- [Selected excerpt]
========================
Integral Calculus¶

Integral calculus accumulates quantities over intervals, turning local rates back into totals. This file covers definite and indefinite integrals, the Fundamental Theorem of Calculus, integration techniques, and applications to probability densities and expected values in ML.

Differentiation tells us the rate of change at a single point. Integration goes the other way: it accumulates many tiny pieces to compute a total.
If the derivative answers "how fast?", the integral answers "how much?"
The simplest way to think about integration is as the area under a curve. If you plot a function \(f(x)\) and shade the region between the curve and the x-axis from \(x = a\) to \(x = b\), the integral gives the signed area of that region.

Integration computes the area under a curve by summing thin rectangles

Why "signed"? Regions above the x-axis contribute positive area, regions below contribute negative area. This makes physical sense: if \(f(x)\) represents velocity, the integral gives net displacement (forward minus backward), not total distance.
========================
- [Dataset items]
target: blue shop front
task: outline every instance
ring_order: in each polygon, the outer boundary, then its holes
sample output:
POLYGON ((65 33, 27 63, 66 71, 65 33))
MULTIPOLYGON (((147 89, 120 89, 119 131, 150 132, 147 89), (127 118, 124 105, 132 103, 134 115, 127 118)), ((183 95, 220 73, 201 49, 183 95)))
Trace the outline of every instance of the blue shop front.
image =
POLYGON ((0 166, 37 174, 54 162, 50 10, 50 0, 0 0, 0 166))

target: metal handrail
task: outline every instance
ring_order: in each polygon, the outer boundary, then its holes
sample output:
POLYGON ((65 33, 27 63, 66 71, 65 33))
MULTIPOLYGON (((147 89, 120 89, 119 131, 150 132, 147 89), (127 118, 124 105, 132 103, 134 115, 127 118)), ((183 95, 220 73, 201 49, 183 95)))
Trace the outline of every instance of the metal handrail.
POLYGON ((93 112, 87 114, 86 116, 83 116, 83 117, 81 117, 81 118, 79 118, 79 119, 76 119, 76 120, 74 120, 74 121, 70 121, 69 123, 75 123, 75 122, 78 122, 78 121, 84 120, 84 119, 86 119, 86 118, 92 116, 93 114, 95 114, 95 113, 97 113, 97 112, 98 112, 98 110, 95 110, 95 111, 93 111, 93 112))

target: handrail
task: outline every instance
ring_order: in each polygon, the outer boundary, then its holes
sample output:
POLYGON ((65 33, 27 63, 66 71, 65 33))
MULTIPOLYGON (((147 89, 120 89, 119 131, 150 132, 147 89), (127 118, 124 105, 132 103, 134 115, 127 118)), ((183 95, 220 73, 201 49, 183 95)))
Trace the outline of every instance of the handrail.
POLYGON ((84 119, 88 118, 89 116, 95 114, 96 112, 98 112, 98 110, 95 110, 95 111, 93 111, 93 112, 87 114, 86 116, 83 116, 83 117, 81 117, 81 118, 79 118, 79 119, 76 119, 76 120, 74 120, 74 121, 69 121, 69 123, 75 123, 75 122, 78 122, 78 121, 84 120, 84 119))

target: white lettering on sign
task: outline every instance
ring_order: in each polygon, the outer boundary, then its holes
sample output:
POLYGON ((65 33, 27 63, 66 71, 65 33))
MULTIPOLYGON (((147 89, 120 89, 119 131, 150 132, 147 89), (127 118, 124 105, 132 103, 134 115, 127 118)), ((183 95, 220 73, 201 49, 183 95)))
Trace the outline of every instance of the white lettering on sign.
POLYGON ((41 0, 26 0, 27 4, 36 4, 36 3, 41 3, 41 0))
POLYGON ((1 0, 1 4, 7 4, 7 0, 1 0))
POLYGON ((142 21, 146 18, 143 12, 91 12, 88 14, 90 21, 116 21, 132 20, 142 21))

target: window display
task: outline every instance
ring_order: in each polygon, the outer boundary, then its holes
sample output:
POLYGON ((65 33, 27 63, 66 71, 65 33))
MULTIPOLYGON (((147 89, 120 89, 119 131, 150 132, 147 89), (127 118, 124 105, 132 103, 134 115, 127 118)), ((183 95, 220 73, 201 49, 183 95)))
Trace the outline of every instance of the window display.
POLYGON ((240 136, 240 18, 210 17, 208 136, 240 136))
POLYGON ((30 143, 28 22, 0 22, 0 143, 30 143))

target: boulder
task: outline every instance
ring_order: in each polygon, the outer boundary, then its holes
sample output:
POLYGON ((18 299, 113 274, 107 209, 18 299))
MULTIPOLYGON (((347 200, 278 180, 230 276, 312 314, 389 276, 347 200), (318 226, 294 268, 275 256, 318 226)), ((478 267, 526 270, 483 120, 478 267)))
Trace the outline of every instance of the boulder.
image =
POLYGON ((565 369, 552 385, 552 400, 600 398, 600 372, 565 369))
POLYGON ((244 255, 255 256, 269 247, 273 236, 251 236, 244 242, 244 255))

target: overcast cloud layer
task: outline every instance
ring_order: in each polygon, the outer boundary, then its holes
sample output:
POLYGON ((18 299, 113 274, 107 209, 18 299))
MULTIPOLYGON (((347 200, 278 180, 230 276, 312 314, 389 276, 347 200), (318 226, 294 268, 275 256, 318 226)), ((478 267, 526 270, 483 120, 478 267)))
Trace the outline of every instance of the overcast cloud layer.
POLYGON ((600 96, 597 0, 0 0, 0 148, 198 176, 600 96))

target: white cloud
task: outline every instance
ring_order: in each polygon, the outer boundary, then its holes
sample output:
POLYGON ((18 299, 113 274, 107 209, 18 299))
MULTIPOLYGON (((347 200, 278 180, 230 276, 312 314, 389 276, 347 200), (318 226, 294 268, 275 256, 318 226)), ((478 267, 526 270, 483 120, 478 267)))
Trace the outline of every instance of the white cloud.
========================
- [To do]
1/ In the integral calculus page, what does the integral give when f(x) represents velocity?
2/ From the integral calculus page, set down the passage starting at "The simplest way" and ending at "not total distance.".
3/ Rewrite more briefly the paragraph of the integral calculus page that begins "Why "signed"?", keeping its main facts.
Rely on the text alone and not on the records.

- [Task responses]
1/ It gives net displacement (forward minus backward), not total distance.

2/
The simplest way to think about integration is as the area under a curve. If you plot a function \(f(x)\) and shade the region between the curve and the x-axis from \(x = a\) to \(x = b\), the integral gives the signed area of that region.

Integration computes the area under a curve by summing thin rectangles

Why "signed"? Regions above the x-axis contribute positive area, regions below contribute negative area. This makes physical sense: if \(f(x)\) represents velocity, the integral gives net displacement (forward minus backward), not total distance.

3/ The integral counts regions above the x-axis as positive area and regions below it as negative. So when f(x) is velocity, the integral gives net displacement rather than total distance.